INSTRUCTIONS FOR THE TASK:
Your response should consist of the entries below, reproduced exactly and without their images.

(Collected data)
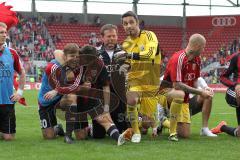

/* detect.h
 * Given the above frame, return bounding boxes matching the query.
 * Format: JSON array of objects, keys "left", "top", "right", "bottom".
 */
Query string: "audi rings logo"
[{"left": 212, "top": 17, "right": 236, "bottom": 27}]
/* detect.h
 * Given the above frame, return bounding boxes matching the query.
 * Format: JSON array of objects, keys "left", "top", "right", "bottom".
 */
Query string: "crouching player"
[
  {"left": 157, "top": 77, "right": 217, "bottom": 138},
  {"left": 53, "top": 45, "right": 133, "bottom": 145},
  {"left": 211, "top": 52, "right": 240, "bottom": 137},
  {"left": 38, "top": 50, "right": 65, "bottom": 139}
]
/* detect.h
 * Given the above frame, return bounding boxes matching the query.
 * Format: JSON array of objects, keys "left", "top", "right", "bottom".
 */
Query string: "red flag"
[{"left": 0, "top": 2, "right": 18, "bottom": 30}]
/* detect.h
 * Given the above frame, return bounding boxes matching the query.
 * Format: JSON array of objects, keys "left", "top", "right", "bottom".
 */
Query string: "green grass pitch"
[{"left": 0, "top": 90, "right": 239, "bottom": 160}]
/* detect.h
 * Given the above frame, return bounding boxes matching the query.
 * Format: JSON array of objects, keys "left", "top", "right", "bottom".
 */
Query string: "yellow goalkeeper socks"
[
  {"left": 162, "top": 119, "right": 170, "bottom": 129},
  {"left": 128, "top": 106, "right": 140, "bottom": 134},
  {"left": 169, "top": 98, "right": 183, "bottom": 136}
]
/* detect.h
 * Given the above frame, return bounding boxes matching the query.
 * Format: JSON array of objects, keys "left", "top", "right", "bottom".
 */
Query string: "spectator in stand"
[
  {"left": 56, "top": 34, "right": 62, "bottom": 43},
  {"left": 94, "top": 16, "right": 101, "bottom": 27},
  {"left": 89, "top": 32, "right": 99, "bottom": 47}
]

WRITTEN RESPONSE:
/* detect.h
 * Given the above frame, return bounding boxes matching the query.
 * Format: JSON array of objects, keys "left", "top", "right", "bottom".
 */
Query string: "audi rings logo"
[{"left": 212, "top": 17, "right": 236, "bottom": 27}]
/* detect.h
 * Given the above frame, return bounding boxes matching the query.
 * Format: JSON array of objects, keys "left", "top", "right", "bottom".
 */
Query string: "crouching player"
[
  {"left": 157, "top": 77, "right": 217, "bottom": 138},
  {"left": 53, "top": 45, "right": 133, "bottom": 145},
  {"left": 211, "top": 52, "right": 240, "bottom": 137},
  {"left": 38, "top": 50, "right": 65, "bottom": 139}
]
/* detect.h
 * Given the above frame, return bounding boxes matching the query.
 * Format: JSON array of objects, keys "left", "top", "right", "bottom".
 */
Query string: "red flag"
[{"left": 0, "top": 2, "right": 18, "bottom": 30}]
/* detect.h
 * Given the above frame, return bounding boxes matching the query.
 * Format: JSON array of objects, keys "left", "top", "right", "bottom".
 */
Query string: "green grass pitch"
[{"left": 0, "top": 90, "right": 239, "bottom": 160}]
/* detect.h
 * Given the above frame, return bounding boxes matching the query.
 * Format: JSON array of objects, keys "left", "top", "right", "bottom".
 */
Query string: "yellow goalkeeper socks"
[
  {"left": 162, "top": 119, "right": 170, "bottom": 129},
  {"left": 128, "top": 106, "right": 140, "bottom": 134},
  {"left": 169, "top": 98, "right": 183, "bottom": 136}
]
/* detect.h
 * Given the above frame, return bounding boxes matching the query.
 * Format: JSON array of objects, keys "left", "top", "right", "bottom".
 */
Query string: "spectator in stand"
[
  {"left": 56, "top": 34, "right": 62, "bottom": 43},
  {"left": 94, "top": 16, "right": 101, "bottom": 27},
  {"left": 89, "top": 32, "right": 99, "bottom": 47}
]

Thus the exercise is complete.